(To do): Please quote word for word everything in the data below from the line containing "Category to detect: gravel ground" down to the line containing "[387,349,654,453]", including both of those lines and nothing else.

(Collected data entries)
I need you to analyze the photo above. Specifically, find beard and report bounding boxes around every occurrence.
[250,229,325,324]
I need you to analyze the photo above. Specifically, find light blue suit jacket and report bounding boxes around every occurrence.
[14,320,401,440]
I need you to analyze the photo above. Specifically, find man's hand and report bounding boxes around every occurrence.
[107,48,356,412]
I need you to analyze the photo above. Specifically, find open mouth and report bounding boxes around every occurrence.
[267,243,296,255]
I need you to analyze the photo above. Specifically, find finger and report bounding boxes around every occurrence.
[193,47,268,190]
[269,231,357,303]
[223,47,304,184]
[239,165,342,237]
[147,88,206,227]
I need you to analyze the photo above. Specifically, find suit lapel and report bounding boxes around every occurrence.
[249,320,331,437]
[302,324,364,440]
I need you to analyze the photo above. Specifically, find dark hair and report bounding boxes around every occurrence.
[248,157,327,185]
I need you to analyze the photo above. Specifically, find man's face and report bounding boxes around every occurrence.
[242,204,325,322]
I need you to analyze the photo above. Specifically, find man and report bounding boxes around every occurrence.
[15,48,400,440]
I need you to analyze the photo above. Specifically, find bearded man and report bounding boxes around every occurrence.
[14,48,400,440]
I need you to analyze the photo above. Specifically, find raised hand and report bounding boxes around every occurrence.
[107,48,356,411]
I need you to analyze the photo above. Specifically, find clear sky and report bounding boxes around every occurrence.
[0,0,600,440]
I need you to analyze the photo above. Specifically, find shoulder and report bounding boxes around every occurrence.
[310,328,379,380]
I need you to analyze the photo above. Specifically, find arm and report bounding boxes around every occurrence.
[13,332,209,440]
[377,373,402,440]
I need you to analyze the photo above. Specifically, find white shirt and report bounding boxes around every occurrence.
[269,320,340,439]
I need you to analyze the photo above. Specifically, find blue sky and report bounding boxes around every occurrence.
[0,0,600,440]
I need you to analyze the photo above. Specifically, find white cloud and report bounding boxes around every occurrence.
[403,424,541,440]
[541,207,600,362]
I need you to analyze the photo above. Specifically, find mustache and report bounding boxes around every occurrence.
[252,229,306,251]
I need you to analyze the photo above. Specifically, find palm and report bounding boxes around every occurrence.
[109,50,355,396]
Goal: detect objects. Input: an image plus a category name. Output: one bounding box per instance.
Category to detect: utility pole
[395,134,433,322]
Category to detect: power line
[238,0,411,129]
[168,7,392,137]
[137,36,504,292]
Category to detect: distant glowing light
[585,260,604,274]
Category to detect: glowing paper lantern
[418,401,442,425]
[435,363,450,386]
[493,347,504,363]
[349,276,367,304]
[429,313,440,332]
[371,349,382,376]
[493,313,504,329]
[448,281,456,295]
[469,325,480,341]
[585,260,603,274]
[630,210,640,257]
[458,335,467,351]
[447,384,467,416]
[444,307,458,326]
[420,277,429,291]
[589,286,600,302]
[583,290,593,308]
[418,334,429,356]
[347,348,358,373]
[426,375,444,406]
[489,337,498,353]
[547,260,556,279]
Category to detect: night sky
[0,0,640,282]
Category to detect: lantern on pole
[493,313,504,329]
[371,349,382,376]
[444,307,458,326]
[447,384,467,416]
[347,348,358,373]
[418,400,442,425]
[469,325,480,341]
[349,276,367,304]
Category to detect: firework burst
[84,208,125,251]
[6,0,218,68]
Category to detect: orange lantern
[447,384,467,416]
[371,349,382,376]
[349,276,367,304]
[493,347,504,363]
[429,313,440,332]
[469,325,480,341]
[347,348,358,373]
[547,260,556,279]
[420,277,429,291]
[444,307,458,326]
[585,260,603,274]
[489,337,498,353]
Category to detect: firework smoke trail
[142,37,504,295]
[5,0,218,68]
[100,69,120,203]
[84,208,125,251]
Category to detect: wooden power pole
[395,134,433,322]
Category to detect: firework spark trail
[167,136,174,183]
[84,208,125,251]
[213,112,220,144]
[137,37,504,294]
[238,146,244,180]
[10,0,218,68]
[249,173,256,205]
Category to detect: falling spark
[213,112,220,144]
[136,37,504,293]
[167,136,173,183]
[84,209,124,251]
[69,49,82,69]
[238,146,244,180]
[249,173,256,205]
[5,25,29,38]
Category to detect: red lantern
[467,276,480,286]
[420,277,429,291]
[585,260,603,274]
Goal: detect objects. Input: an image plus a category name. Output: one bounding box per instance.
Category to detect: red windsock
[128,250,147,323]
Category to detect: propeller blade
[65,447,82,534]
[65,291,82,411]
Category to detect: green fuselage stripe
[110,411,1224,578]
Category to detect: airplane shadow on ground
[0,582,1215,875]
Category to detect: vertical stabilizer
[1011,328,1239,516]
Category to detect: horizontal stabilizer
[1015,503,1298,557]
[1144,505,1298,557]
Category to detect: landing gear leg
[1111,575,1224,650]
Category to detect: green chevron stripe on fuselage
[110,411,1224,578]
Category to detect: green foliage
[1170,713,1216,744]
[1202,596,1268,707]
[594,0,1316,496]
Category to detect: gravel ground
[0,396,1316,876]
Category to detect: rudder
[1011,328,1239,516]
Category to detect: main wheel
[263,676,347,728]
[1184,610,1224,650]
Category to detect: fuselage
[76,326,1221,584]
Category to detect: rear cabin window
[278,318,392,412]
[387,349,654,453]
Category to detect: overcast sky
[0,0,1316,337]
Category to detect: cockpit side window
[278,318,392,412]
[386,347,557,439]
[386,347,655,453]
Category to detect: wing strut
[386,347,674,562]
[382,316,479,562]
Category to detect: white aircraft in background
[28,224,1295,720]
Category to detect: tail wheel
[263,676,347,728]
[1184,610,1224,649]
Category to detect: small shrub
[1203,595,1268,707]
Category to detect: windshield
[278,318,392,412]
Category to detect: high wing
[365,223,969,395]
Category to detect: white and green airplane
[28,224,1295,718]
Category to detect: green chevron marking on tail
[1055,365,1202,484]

(In response):
Category to detect: gravel ground
[0,396,1316,876]
Category to detect: rudder
[1011,328,1239,516]
Category to detect: main wheel
[263,676,347,728]
[1184,610,1224,650]
Category to detect: fuselage
[76,326,1221,584]
Category to detect: rear cabin window
[278,318,392,412]
[387,349,654,453]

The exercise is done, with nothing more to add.